Please find each line in the records below that contains the string "pedestal" and copy those lines out. Case counts.

□ □ □

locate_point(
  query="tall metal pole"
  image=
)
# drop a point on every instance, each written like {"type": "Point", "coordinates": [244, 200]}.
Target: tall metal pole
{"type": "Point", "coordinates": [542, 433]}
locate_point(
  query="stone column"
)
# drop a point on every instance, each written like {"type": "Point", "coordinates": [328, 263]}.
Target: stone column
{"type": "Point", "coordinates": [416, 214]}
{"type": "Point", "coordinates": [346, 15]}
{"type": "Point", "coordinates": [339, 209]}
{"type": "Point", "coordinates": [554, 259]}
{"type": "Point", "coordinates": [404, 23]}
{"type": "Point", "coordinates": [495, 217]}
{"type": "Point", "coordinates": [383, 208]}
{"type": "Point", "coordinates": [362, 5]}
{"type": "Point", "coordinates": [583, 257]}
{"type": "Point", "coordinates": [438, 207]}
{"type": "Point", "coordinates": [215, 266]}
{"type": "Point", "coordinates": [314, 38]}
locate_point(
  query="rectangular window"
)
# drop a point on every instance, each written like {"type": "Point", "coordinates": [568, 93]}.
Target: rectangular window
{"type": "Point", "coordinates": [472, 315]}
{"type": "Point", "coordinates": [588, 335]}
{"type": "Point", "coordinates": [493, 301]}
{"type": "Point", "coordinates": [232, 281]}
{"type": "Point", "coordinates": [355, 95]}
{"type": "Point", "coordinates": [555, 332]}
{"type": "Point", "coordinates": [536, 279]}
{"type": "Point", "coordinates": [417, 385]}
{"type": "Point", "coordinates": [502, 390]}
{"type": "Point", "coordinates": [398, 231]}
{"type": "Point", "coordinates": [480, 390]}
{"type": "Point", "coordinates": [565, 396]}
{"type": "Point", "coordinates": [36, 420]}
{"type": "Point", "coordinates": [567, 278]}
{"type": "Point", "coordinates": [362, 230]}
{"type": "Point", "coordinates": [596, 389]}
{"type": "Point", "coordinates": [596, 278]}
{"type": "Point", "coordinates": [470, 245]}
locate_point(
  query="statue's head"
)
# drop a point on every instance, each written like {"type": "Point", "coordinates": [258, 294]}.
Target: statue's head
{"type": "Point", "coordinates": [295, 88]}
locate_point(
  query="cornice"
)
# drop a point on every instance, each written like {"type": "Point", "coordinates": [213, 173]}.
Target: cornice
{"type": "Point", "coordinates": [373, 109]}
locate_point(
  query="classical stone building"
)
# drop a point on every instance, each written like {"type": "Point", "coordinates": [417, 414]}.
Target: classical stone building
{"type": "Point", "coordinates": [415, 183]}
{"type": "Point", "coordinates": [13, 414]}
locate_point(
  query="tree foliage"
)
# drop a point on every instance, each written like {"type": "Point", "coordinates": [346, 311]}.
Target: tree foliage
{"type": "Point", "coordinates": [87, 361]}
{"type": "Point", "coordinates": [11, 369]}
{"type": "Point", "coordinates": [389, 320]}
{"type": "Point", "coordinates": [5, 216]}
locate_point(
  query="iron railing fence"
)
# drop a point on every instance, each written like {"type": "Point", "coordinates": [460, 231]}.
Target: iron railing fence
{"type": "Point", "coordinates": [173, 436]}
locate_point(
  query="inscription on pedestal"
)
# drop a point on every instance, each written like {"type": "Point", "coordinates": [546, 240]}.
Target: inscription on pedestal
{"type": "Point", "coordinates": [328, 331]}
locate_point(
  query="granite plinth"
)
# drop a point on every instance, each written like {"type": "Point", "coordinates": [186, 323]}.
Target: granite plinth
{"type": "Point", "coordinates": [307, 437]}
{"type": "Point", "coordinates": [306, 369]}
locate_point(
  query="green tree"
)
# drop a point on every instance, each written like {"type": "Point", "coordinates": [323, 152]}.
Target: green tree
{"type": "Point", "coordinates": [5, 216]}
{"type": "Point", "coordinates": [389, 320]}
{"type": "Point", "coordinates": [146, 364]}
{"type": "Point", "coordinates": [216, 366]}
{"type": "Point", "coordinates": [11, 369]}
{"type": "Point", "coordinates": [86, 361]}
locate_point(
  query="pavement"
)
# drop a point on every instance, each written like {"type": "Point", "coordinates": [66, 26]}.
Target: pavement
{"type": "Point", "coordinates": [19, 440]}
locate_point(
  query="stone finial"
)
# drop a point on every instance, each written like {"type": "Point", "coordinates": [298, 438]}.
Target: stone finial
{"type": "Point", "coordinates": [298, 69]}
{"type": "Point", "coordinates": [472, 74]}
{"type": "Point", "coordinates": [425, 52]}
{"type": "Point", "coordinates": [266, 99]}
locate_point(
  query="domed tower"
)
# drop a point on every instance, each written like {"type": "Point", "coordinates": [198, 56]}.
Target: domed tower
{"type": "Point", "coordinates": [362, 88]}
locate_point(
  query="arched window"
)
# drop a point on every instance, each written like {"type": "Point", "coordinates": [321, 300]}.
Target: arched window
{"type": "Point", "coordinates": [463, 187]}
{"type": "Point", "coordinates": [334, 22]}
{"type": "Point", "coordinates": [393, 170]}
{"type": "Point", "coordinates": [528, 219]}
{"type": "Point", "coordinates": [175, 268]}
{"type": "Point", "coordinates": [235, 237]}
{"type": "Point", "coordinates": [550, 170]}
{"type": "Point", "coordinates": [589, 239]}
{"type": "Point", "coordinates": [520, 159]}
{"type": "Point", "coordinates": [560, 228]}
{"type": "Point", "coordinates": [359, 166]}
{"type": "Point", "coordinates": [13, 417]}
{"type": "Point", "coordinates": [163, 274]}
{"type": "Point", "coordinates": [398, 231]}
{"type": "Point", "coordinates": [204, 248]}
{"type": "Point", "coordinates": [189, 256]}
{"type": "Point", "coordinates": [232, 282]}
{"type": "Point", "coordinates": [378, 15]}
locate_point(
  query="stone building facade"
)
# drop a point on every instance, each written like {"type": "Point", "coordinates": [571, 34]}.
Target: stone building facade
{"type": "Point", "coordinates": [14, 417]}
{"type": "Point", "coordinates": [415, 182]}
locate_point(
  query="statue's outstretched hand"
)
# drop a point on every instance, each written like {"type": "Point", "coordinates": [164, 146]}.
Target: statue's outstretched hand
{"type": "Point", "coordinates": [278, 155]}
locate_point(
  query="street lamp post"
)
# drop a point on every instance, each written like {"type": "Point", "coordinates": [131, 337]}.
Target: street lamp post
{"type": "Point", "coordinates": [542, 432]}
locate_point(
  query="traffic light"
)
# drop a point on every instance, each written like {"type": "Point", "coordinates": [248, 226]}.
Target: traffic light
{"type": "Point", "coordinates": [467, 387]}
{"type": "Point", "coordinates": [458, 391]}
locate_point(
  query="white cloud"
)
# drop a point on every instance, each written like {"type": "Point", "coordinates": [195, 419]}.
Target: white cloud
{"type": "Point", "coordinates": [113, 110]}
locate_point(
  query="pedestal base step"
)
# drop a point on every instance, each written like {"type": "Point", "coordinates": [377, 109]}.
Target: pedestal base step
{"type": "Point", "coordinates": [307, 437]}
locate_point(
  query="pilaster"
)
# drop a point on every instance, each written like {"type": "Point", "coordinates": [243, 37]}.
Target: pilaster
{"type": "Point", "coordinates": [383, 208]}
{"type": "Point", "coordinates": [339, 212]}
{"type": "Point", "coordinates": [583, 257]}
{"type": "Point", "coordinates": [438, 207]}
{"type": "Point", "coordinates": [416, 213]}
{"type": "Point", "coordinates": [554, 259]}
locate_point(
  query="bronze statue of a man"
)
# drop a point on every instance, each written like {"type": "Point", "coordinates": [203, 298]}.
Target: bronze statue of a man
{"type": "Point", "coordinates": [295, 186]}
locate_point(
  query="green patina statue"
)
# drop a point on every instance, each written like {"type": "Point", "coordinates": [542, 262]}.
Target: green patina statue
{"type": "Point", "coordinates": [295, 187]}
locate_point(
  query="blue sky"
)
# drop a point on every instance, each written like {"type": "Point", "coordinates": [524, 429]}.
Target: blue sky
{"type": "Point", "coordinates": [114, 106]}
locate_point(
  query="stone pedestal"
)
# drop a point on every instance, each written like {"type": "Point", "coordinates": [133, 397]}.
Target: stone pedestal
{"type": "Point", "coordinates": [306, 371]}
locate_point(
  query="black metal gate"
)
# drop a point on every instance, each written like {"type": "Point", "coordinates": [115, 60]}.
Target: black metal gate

□ □ □

**EXERCISE ANSWER**
  query="inscription on pedestal"
Target: inscription on pedestal
  query="pedestal base step"
Target: pedestal base step
  query="stone pedestal"
Target: stone pedestal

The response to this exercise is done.